━━━━━ SUPPLIED TEXT ━━━━━
Tip O’Neill famously said: “All politics is local.” Luke, who famously wrote both Luke and Acts, may have said: “All religion is local.” What we are tempted to read as “everywhere” is, in fact, more like “your place, and your place, and your place over there.” This is local religion, not in the tribal or parochial sense, but in the intimate sense that it belongs as much on my street as your street.

Some time ago we had the good fortune of visiting the Basilica di San Clemente, just a stones throw from the Colosseum in Rome. From the outside, it resembles many of the other churches you might find in Rome. But this one is a little different. You enter a 12th century church at street level, and then you head downstairs. One level below is a fourth century church, well-preserved, and below that is a first century house church, which began as a typical Roman home. Three layers and two thousand years of Roman history in a single stop.

With the tongues and wind and flames the message began. From the waters of baptism the church was born, carried off to those hard-to-pronounce places, but also an ordinary house in Rome. A community formed and met in that house. The community expanded, and knocked down a wall or two, making the circle wider. Walls were reshaped into a primitive form we might come recognize as a church—as kitchen table became altar and cup became chalice.

The journey from kitchen table to high altar, twenty centuries and perhaps thirty feet up, is not about the passage of time and the human effect on topography, but about the locality of our faith. It doesn’t happen in some far-off spiritual realm but right here, at 1 King, where the communion table faces east-ish to Jerusalem and makes a direct line from the day to Pentecost to today. It doesn’t happen in some far-off spiritual realm, but in your favourite chair when you close your eyes to pray. It belongs in kitchens and cubicles and neighbourhood churches; our faith belongs wherever breath is felt and language is spoken and love is made known.

But there is more. The message that these woman and men carried home, the message of death and resurrection, the message of a world made-new, was neatly summarized by Peter that day: “Everyone who calls on the name of the Lord shall be saved.” The conclusion of the dreamed dreams and the clearest visions, the surest signs and loudest prophecy is the simple truth that God saves.

It points to another prophecy, this one found in Zechariah. The angel of the Lord comes to the prophet and shares this wonderful verse:

Not by might, nor by power, 

but by my spirit, says the Lord.

It has a musical quality to it, and this is not an accident. God wants the prophet to make no mistake about the source of human transformation, about the source of change in a hurting world, about the presence of God in the midst of adversity. I commend it to you, the kind of verse that reminds us that we are never alone, and that the presence of the Spirit is ever near.

Not by might, nor by power, 

but by my spirit, says the Lord.

The other thing that happened that in the Day of Pentecost involves memory and longing, a sense of promise given and promise fulfilled. Only weeks earlier, Jesus made a simple (yet profound) promise:

25 “All this I have spoken while still with you. 26 But soon the Advocate, the Holy Spirit, whom the Father will send in my name, will teach you all things and will remind you of everything I have said to you. 27 Peace I leave with you; my peace I give you. I do not give to you as the world gives. Do not let your hearts be troubled and do not be afraid.

Today the Advocate has come. The Advocate has come to your home and mine, to this place, and the many places like it. The Advocate has come to hearts broken and minds confused, and to troubled places and everyplace, where peace is elusive and the pandemic rages.

Yet the Advocate is still speaking. The Advocate is speaking through the least and the last, speaking through unsteady voice and faintest whisper, speaking to anyone who will listen. The Advocate chose the vessel we call the church to seek peace, to care for others, to continually remind them that God is the peacemaker, the caregiver, and the only one that saves.

Do not let your hearts be troubled and do not be afraid. Let the Spirit find you this day and always, Amen.
━━━━━
— PROBLEMS TO SOLVE —
A – List each layer of the Basilica di San Clemente that the Pentecost text describes, from street level downward.
B – Copy the Pentecost text word for word from "With the tongues" up to and including "cup became chalice.".
━━━━━ PROVIDED RECORDS ━━━━━
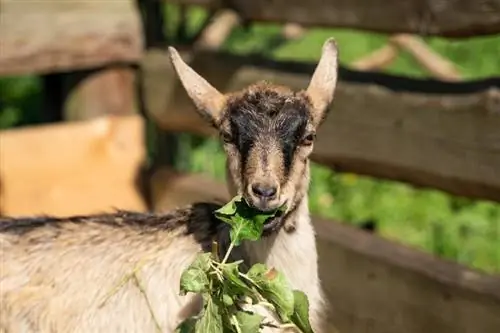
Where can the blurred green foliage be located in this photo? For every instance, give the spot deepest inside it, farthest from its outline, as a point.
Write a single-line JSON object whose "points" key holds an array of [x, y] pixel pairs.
{"points": [[467, 231]]}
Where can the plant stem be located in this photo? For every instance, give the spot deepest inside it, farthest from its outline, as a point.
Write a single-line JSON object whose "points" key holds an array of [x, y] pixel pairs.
{"points": [[226, 257]]}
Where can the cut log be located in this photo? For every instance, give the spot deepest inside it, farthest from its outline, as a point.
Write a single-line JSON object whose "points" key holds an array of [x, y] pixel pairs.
{"points": [[374, 285], [73, 168], [48, 36], [395, 128], [450, 18]]}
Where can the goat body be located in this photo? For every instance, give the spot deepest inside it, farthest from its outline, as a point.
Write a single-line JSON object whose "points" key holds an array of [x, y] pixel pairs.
{"points": [[120, 272]]}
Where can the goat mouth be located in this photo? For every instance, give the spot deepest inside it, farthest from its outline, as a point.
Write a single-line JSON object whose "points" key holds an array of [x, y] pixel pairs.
{"points": [[273, 223]]}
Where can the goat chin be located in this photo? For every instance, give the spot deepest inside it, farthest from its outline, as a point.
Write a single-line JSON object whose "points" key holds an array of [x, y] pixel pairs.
{"points": [[56, 274]]}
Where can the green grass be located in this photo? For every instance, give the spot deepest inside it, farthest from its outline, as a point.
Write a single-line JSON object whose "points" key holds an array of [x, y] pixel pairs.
{"points": [[459, 229], [467, 231]]}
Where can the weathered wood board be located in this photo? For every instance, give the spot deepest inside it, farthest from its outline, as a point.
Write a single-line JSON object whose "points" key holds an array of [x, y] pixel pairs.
{"points": [[374, 285], [73, 168], [47, 36], [452, 18], [448, 140]]}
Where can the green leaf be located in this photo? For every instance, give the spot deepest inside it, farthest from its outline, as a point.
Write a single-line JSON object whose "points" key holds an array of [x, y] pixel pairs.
{"points": [[195, 278], [211, 319], [300, 316], [227, 300], [187, 326], [231, 273], [249, 322], [246, 222], [229, 208], [275, 288]]}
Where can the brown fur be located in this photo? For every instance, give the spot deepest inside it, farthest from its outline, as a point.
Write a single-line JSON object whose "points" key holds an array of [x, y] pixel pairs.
{"points": [[120, 272]]}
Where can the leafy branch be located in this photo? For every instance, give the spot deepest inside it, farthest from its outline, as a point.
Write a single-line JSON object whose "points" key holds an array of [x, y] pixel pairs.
{"points": [[225, 290]]}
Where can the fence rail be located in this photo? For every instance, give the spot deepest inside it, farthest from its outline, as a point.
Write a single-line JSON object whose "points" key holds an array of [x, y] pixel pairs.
{"points": [[425, 132], [448, 18], [428, 133], [373, 285]]}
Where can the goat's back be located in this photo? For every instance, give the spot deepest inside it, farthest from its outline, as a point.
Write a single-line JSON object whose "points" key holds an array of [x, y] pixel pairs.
{"points": [[77, 274]]}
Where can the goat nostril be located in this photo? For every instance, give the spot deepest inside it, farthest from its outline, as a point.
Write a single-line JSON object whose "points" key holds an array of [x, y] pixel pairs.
{"points": [[264, 191]]}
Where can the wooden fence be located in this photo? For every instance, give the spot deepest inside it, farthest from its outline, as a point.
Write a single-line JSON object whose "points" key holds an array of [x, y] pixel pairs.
{"points": [[104, 61]]}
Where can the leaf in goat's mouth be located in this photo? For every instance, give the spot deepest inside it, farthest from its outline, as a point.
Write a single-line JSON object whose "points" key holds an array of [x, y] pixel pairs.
{"points": [[246, 222]]}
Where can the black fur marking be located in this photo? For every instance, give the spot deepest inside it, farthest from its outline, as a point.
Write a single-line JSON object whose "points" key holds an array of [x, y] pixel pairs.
{"points": [[267, 115], [198, 219]]}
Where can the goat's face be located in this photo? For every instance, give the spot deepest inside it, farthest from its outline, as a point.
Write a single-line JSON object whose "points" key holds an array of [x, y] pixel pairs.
{"points": [[267, 131]]}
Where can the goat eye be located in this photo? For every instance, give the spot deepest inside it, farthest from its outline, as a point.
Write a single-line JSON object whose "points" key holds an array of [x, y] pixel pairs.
{"points": [[226, 137], [308, 139]]}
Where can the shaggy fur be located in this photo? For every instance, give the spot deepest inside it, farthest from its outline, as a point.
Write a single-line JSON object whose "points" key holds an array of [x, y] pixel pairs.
{"points": [[120, 272]]}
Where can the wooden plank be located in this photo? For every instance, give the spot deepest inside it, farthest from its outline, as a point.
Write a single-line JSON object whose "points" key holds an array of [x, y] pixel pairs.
{"points": [[74, 168], [46, 36], [374, 285], [93, 93], [450, 18], [425, 132]]}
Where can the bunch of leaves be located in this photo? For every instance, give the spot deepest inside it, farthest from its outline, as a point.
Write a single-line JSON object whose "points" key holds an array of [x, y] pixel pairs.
{"points": [[226, 290]]}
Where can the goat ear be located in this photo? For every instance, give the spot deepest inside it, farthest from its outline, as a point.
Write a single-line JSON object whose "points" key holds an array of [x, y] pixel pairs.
{"points": [[323, 82], [208, 100]]}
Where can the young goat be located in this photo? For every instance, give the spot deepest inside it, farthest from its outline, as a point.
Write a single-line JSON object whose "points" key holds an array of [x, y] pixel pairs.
{"points": [[69, 274]]}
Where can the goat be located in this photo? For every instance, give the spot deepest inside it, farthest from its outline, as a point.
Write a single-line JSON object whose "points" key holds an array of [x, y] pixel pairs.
{"points": [[68, 274]]}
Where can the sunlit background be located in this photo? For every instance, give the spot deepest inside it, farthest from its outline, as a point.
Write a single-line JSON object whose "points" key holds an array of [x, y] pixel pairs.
{"points": [[463, 230]]}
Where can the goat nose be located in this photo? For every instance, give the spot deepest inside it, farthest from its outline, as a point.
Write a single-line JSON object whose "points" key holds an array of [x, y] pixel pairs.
{"points": [[264, 191]]}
━━━━━
— RESPONSES —
A –
1. A 12th century church at street level
2. A fourth century church, one level below
3. A first century house church below that, which began as a typical Roman home

B –
With the tongues and wind and flames the message began. From the waters of baptism the church was born, carried off to those hard-to-pronounce places, but also an ordinary house in Rome. A community formed and met in that house. The community expanded, and knocked down a wall or two, making the circle wider. Walls were reshaped into a primitive form we might come recognize as a church—as kitchen table became altar and cup became chalice.